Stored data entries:

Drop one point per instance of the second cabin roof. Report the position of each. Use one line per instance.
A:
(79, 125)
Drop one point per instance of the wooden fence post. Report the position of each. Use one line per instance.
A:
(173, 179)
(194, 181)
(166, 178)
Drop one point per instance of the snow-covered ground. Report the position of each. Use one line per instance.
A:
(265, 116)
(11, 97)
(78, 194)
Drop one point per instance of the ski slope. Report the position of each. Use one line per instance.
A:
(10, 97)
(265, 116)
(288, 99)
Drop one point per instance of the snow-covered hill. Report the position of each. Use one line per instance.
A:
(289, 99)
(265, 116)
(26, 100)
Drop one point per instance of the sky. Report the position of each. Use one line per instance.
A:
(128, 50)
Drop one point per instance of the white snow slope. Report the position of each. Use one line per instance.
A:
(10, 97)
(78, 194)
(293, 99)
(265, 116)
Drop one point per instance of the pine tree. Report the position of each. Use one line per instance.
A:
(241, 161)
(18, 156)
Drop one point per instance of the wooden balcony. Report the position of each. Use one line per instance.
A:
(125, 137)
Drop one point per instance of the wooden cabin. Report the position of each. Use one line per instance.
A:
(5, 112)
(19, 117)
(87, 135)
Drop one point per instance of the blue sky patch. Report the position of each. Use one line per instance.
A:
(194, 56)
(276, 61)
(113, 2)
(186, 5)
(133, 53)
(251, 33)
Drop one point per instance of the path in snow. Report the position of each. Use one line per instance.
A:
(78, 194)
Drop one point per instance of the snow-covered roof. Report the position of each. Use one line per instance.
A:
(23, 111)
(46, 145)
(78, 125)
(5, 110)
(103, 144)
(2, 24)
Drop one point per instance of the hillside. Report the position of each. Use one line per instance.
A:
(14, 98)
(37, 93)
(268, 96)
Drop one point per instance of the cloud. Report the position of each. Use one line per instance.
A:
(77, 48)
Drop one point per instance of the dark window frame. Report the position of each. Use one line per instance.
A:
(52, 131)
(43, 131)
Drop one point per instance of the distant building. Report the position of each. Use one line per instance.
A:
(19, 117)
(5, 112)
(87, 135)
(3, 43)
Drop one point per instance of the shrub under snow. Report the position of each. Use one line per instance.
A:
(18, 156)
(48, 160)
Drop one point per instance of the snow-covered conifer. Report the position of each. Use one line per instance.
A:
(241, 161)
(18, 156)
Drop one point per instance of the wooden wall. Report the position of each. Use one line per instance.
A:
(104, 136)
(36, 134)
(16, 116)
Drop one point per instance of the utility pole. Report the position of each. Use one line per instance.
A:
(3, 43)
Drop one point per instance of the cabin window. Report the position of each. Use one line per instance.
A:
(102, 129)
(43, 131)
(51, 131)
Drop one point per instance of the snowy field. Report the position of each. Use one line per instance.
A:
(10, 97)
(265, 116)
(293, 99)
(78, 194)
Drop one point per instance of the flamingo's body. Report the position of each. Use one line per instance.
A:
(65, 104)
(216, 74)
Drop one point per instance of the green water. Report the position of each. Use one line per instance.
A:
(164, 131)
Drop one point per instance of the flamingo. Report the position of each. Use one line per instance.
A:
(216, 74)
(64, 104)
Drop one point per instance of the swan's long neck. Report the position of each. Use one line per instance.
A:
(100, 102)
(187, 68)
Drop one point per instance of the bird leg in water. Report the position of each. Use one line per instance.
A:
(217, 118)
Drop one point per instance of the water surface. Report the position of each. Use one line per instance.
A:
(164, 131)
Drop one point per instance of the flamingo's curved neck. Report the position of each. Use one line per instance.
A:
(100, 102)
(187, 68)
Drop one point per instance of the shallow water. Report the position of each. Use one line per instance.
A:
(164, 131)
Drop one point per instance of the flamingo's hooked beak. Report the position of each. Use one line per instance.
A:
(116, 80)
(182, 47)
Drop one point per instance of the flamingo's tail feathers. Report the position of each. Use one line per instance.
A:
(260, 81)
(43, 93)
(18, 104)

--

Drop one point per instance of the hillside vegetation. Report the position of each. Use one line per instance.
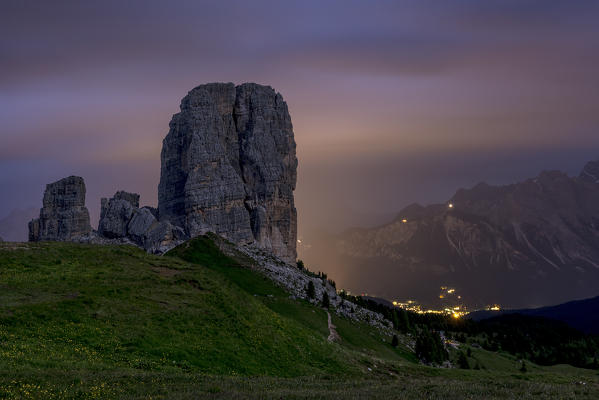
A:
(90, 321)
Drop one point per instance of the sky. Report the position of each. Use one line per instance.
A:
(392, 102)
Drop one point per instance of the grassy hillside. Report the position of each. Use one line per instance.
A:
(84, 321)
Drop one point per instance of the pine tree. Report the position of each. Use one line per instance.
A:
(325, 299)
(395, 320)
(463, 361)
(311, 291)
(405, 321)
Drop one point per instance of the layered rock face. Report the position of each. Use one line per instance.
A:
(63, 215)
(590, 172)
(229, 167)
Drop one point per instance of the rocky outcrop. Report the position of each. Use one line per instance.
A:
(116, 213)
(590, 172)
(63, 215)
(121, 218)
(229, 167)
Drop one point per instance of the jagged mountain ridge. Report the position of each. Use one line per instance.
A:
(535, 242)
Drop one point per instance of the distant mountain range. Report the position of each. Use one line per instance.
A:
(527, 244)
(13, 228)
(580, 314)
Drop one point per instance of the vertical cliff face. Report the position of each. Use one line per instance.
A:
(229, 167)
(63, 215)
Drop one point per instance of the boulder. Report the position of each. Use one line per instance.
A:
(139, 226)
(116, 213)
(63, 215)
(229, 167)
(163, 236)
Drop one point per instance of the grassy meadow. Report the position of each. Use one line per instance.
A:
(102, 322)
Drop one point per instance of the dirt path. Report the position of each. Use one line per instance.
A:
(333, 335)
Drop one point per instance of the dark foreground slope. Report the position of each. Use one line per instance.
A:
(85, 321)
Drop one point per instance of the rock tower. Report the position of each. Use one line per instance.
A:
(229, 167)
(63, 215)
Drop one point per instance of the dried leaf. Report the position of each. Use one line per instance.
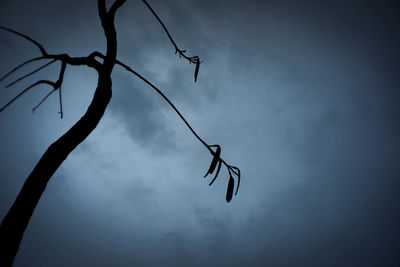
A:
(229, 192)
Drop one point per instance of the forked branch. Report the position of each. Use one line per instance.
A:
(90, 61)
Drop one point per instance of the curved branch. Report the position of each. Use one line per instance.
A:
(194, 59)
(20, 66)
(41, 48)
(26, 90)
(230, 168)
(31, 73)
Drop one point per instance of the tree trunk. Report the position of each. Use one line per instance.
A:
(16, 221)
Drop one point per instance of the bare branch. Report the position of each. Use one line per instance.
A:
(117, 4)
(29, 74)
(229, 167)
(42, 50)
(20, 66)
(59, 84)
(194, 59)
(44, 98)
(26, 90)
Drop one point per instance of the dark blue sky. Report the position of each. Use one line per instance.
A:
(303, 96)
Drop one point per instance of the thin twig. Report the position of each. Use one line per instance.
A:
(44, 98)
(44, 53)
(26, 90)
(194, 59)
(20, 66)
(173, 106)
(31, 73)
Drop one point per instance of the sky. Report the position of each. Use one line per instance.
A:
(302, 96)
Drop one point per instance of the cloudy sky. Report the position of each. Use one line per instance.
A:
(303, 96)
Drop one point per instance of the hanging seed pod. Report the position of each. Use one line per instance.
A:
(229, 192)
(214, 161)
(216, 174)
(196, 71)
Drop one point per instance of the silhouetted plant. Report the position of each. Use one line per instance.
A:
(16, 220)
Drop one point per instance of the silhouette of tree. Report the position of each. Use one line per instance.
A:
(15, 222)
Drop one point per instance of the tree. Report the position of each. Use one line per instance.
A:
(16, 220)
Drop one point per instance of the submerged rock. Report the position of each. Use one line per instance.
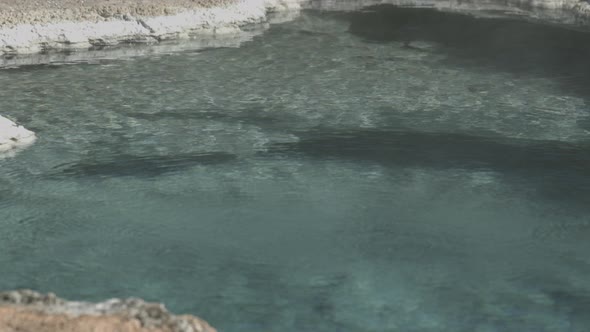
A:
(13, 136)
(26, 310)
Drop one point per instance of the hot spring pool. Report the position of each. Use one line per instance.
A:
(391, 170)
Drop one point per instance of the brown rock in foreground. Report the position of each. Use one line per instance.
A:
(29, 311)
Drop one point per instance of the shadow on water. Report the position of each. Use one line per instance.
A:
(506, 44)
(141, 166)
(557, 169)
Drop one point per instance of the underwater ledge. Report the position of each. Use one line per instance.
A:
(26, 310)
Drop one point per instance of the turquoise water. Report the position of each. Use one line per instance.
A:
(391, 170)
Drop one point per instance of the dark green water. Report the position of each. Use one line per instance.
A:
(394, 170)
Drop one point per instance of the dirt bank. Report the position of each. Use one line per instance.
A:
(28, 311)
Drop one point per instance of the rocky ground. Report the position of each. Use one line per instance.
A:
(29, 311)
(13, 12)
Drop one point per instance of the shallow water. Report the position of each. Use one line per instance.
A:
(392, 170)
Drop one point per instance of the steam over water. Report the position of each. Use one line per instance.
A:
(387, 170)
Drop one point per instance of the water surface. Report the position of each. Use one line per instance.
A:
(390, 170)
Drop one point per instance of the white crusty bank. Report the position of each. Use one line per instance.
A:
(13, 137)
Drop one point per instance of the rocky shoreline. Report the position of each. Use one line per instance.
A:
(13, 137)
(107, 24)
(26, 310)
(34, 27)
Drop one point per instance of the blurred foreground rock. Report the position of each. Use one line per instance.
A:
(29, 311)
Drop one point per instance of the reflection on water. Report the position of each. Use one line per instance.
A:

---

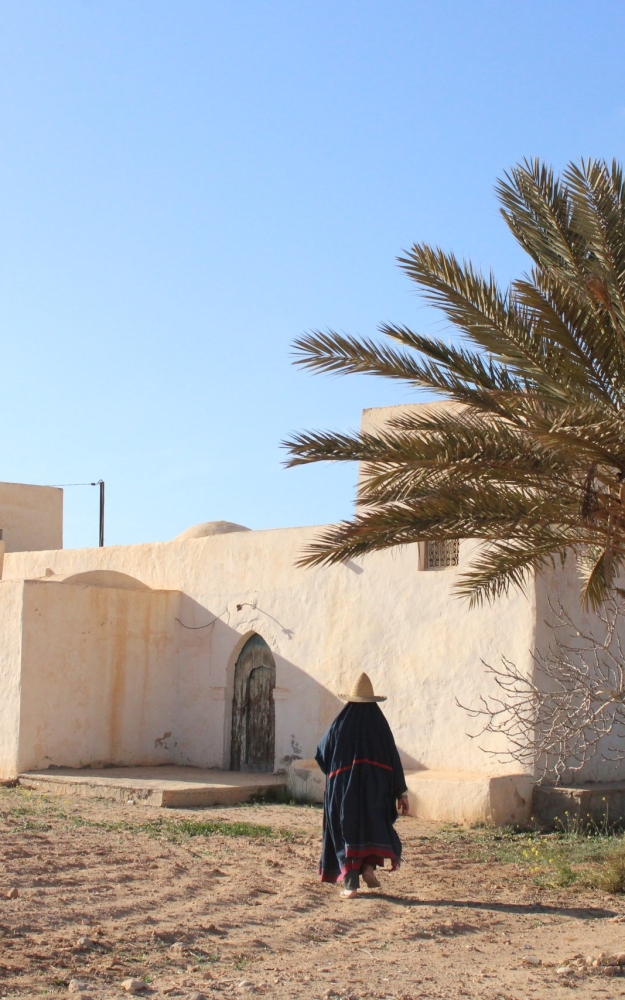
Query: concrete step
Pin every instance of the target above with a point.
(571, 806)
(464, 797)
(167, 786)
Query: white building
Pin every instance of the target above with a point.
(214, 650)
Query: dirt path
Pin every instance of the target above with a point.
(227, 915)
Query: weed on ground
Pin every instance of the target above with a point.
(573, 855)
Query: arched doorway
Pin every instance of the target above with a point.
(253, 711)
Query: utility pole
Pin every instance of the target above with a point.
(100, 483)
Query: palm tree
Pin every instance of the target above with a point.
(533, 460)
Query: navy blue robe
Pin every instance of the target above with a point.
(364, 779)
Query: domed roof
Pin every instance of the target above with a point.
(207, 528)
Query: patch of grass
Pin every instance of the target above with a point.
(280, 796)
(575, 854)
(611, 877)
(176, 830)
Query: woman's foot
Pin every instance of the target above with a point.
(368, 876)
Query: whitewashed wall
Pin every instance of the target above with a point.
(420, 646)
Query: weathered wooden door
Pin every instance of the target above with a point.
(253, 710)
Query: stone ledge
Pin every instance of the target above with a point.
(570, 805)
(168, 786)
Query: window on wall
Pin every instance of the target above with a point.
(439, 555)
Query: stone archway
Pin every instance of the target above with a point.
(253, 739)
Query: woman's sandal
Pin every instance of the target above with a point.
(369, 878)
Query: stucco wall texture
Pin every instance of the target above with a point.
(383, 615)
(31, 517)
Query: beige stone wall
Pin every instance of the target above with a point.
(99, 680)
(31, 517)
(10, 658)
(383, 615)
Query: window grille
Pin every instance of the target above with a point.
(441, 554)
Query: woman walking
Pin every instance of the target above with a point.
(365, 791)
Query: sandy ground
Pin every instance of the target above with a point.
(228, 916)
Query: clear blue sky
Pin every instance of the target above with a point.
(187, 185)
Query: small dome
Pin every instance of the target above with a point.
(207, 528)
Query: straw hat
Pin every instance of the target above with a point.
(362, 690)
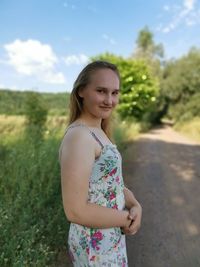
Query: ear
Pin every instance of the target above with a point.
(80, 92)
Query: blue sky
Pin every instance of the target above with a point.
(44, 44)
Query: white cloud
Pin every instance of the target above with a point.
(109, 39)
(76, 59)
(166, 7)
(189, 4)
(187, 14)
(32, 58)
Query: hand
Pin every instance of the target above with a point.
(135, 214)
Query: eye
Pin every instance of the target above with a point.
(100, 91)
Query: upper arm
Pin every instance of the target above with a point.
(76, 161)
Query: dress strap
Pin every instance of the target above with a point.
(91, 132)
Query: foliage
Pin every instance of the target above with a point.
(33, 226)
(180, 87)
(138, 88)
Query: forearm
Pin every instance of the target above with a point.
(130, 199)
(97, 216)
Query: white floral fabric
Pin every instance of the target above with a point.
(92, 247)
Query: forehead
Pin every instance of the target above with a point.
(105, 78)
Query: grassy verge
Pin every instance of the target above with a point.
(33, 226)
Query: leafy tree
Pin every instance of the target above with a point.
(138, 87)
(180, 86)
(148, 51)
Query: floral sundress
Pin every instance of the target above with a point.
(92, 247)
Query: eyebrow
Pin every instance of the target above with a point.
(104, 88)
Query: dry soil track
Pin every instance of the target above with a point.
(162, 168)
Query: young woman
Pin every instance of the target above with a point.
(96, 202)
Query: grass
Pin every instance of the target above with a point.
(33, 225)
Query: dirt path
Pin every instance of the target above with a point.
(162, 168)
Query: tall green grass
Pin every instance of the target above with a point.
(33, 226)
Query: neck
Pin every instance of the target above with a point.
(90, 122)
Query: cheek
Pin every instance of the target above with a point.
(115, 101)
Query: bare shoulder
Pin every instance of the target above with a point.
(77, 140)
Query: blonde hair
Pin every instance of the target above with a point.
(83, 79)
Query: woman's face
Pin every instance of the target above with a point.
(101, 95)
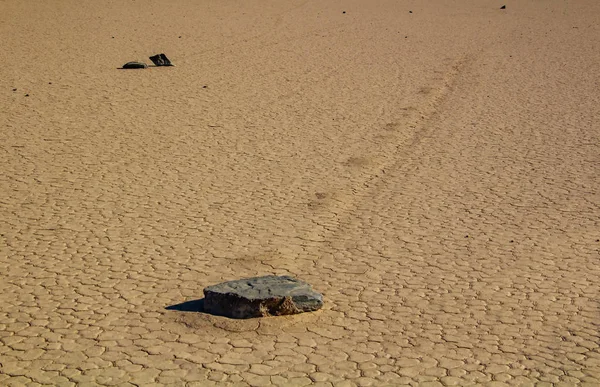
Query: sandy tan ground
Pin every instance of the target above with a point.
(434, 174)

Try it. Which lines hold the string "bare"? Copy all of them from the data above.

Solution to this task.
Drop one point per instance of the bare branch. Report the position of each. Use one line per instance.
Query: bare shoulder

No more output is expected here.